» What this task involves:
Rewrite the stretch from the line containing "[indicate] tail feathers" through the end of the records, requests included, and scale every coordinate in the answers by 1.45. Round each result to a whole number, with halves rounding up.

» Data section:

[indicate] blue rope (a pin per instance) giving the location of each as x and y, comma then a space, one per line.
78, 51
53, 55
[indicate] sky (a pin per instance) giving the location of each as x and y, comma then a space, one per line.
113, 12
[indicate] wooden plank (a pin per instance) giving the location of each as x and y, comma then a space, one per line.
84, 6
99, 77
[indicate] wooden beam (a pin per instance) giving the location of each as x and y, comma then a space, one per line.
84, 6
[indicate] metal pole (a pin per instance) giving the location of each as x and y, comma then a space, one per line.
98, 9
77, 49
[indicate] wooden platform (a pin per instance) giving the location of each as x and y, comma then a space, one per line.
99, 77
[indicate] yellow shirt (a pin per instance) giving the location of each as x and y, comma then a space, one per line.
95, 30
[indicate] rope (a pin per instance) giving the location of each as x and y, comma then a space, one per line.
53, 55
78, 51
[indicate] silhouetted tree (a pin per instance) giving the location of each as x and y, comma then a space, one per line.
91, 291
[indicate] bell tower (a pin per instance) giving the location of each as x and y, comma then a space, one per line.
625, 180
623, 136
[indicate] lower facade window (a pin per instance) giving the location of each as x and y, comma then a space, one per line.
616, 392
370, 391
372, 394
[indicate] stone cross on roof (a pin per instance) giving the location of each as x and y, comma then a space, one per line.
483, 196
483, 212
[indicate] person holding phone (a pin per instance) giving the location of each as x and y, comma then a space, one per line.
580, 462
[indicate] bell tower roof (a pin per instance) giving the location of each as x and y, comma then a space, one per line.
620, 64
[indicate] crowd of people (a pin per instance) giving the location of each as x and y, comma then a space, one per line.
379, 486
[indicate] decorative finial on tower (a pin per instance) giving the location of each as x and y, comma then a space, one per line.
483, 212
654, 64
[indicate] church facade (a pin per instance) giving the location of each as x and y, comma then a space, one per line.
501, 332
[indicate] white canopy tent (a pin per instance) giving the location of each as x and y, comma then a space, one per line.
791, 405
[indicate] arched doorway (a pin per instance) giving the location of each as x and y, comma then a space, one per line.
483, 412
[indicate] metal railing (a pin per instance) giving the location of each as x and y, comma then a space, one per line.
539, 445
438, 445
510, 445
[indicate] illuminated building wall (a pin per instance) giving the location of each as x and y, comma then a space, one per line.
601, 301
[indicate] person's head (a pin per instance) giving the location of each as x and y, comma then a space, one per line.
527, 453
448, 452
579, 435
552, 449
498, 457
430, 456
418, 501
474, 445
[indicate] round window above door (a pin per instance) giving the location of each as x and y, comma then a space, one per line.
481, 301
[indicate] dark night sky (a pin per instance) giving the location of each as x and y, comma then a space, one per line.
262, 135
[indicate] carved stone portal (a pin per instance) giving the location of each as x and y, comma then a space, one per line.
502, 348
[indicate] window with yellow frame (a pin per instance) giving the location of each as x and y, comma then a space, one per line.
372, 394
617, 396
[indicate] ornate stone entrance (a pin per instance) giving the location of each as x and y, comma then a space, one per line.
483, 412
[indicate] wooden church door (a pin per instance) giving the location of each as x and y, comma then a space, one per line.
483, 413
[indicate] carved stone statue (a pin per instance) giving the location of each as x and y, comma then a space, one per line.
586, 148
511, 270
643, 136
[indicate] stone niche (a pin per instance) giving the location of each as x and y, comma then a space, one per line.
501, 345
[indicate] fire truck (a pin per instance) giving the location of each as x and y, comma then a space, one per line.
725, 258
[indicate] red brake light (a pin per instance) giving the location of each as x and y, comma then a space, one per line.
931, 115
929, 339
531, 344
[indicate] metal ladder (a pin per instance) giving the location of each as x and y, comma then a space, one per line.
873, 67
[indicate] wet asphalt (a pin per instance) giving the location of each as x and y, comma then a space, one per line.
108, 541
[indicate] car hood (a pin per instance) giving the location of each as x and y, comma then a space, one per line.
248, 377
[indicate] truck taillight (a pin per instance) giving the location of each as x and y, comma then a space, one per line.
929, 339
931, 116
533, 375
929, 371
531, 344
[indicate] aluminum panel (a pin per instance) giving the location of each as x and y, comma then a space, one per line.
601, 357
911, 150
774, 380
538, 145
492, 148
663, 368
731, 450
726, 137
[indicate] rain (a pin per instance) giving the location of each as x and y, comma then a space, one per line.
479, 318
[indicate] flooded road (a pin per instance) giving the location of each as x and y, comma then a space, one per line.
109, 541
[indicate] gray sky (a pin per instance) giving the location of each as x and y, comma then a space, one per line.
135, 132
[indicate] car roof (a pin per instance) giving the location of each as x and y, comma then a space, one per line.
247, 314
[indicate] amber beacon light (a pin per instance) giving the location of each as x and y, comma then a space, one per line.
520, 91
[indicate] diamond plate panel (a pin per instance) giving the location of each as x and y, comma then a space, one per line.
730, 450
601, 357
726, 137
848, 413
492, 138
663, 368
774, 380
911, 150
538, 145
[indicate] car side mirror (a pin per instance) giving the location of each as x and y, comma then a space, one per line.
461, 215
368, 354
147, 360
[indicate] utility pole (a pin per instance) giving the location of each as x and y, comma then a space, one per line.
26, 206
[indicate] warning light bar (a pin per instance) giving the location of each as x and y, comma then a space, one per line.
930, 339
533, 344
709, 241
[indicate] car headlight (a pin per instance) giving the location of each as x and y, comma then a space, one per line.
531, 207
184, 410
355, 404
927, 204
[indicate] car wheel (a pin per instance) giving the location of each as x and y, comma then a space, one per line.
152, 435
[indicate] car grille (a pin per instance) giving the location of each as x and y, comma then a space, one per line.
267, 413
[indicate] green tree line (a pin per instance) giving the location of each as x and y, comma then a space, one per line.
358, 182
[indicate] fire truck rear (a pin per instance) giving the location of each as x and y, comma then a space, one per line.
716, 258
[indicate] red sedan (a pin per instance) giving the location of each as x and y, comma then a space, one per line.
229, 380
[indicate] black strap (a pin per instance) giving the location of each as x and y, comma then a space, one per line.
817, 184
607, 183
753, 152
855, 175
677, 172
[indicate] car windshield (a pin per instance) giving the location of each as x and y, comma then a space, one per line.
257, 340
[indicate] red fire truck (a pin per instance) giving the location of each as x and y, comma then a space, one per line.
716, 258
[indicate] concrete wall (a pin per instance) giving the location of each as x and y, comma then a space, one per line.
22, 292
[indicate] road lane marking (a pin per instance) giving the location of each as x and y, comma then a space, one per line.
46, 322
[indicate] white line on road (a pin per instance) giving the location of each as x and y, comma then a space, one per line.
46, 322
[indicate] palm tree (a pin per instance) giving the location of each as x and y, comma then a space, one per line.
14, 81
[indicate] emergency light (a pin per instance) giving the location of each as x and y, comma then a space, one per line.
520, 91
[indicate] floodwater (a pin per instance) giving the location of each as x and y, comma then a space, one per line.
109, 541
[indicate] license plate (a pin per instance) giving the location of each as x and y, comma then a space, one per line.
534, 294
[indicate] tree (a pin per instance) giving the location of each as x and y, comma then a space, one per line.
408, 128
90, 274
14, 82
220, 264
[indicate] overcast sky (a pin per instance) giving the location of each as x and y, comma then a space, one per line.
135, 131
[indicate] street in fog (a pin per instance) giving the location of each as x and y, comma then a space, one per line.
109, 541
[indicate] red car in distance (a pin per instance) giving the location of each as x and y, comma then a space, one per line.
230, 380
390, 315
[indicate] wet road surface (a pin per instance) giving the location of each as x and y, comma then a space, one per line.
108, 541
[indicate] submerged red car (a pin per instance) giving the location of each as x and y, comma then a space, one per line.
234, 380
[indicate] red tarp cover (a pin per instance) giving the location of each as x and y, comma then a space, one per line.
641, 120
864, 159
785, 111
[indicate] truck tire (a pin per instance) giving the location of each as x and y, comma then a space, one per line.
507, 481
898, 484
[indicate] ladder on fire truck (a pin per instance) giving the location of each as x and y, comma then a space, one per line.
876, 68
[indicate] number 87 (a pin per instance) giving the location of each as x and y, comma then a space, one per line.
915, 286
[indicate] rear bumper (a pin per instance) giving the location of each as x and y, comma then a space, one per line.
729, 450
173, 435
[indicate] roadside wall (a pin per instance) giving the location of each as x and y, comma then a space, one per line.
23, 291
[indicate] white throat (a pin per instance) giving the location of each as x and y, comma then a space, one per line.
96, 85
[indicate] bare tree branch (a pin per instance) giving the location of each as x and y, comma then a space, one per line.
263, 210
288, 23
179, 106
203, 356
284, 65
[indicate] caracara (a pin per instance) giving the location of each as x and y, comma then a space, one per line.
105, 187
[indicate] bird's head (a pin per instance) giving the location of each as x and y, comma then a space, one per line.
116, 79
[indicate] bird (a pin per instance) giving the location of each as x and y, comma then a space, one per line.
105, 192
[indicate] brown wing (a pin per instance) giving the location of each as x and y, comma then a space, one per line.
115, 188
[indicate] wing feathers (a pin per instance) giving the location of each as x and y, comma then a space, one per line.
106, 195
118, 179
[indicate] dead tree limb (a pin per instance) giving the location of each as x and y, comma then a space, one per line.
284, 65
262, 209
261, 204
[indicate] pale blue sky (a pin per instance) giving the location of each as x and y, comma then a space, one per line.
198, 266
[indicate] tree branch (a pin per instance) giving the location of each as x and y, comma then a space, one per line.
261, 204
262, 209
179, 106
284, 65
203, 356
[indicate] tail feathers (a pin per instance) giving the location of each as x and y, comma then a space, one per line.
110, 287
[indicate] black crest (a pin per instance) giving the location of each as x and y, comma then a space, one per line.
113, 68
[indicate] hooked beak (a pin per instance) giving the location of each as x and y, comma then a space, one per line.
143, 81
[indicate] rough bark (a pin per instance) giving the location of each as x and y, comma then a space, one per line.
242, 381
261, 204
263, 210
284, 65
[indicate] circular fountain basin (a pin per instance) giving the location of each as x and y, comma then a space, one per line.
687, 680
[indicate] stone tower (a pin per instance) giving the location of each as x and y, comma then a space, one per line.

» Finished answer:
[indicate] tail feathers (a pin per instance) giving the location of each as x and y, comma then a space, one per line.
160, 416
[indicate] black crest (a pin per instance) giving the location of each as x and y, comma then a space, one per line.
164, 99
[indicate] hooked beak (a pin per instance) giving the location of each as x and y, comma then a space, one per line.
207, 117
[indicate] rough bark (a pin per instance) giving the location of each as x and y, comma then a space, one per line.
351, 552
378, 296
381, 305
412, 94
[indicate] circular fountain basin (a pin per instance) giving the location of each as x and y, comma then a space, one per line.
996, 986
[indicate] stone tower (a pin per instance) giving the location of each as x and y, comma then a space, one per line.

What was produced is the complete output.